What is needed:
Gather each line of the data below that contains the string "black". Letter case counts.

Extracted material:
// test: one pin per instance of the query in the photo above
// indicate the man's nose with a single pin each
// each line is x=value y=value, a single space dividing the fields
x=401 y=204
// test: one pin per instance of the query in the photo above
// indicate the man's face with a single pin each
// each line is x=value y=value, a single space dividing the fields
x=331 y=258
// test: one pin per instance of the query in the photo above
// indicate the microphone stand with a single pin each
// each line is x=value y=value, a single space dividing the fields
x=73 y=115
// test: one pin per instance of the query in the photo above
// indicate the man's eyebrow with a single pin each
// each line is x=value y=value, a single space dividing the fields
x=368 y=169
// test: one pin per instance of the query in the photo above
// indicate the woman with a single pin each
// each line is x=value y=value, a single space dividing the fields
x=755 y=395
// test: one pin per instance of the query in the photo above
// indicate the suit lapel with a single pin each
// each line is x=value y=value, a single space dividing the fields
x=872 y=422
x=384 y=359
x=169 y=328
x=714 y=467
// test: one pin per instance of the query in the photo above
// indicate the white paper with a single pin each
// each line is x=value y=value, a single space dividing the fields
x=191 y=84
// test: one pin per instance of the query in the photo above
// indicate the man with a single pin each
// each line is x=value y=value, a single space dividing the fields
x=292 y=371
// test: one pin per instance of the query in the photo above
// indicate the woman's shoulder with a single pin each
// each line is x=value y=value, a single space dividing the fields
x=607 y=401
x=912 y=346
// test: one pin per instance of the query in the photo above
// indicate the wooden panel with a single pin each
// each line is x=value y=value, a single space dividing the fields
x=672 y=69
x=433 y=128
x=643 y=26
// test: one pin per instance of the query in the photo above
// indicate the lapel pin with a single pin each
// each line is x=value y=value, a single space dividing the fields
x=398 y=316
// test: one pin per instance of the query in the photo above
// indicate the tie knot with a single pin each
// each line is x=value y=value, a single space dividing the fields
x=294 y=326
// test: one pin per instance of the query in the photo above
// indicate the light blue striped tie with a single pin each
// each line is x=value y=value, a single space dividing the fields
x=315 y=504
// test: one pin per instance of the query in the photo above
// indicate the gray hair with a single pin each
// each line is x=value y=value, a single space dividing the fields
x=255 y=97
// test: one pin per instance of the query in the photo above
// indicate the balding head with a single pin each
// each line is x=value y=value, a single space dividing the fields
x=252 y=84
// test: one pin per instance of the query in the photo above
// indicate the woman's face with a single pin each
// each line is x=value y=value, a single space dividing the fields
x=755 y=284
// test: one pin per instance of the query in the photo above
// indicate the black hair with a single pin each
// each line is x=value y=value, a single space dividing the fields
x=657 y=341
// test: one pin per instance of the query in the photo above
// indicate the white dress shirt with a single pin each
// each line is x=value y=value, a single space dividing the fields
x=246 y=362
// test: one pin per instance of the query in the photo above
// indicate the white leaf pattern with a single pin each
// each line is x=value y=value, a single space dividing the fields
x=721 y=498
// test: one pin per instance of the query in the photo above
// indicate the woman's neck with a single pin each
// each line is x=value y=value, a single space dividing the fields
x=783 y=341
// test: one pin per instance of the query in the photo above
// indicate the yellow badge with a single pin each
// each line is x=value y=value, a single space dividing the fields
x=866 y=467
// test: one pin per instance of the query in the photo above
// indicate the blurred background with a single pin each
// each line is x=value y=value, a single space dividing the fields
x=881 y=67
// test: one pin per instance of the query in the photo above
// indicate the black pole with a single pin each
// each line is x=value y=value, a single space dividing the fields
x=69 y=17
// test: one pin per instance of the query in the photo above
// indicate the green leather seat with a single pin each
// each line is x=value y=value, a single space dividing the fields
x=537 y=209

---

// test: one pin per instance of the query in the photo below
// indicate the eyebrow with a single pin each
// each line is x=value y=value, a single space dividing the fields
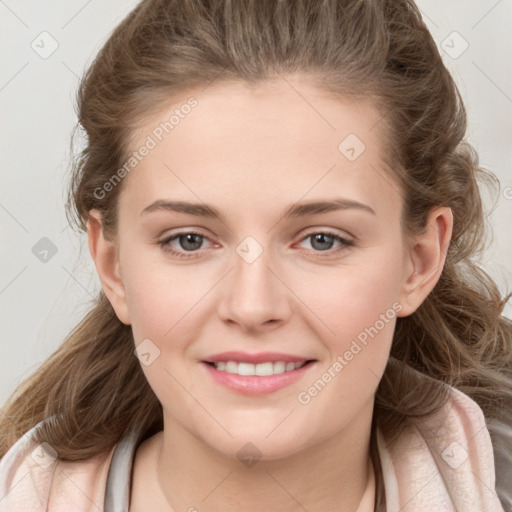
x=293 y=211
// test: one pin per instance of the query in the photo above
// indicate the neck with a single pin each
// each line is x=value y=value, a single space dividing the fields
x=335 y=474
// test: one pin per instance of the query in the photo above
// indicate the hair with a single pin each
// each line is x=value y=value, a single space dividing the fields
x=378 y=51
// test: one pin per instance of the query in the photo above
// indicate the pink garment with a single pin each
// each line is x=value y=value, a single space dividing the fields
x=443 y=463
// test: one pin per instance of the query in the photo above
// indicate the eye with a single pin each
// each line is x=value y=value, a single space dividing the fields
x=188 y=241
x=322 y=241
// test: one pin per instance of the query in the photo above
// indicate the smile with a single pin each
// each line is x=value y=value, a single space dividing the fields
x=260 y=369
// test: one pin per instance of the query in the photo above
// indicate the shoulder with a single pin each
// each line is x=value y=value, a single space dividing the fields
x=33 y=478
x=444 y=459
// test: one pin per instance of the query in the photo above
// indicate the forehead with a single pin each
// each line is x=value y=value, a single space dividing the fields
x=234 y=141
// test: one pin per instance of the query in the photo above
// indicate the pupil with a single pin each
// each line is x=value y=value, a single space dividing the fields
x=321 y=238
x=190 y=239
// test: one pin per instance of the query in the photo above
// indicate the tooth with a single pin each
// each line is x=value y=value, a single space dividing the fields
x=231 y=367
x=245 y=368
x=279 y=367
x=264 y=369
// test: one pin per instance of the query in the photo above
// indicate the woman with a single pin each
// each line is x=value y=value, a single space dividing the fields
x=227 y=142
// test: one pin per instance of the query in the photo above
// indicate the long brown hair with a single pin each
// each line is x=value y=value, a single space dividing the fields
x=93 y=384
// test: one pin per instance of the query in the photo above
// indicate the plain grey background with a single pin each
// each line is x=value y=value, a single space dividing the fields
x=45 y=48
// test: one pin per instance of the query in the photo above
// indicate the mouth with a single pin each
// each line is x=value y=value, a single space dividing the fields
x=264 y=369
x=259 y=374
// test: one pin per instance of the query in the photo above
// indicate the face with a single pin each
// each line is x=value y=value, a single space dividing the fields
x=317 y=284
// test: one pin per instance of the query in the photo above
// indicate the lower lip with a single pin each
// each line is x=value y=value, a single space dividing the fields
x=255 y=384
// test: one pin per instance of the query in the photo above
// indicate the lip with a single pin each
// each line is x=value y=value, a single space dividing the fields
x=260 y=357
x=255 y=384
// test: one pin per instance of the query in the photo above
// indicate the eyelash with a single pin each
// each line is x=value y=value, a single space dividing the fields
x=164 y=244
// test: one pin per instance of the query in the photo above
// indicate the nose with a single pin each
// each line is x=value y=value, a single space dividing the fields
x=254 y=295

==

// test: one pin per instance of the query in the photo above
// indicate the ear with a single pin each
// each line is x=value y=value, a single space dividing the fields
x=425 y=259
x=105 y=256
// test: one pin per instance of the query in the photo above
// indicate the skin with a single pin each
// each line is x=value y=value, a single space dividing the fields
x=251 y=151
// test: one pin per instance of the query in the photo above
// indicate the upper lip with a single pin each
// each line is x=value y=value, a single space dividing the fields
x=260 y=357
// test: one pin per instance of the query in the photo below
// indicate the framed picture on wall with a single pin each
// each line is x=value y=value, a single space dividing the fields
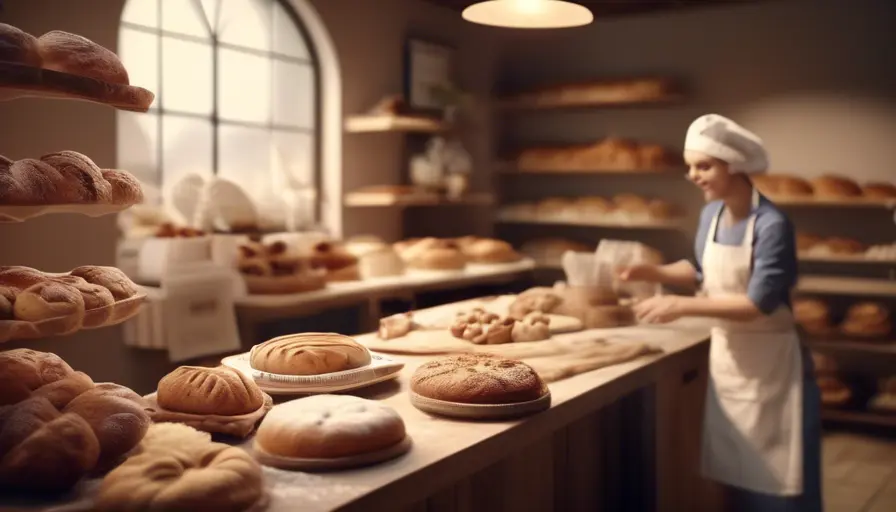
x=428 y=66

Output below:
// indicate the black hair with a single pin each
// indicate the black pole with a single pin each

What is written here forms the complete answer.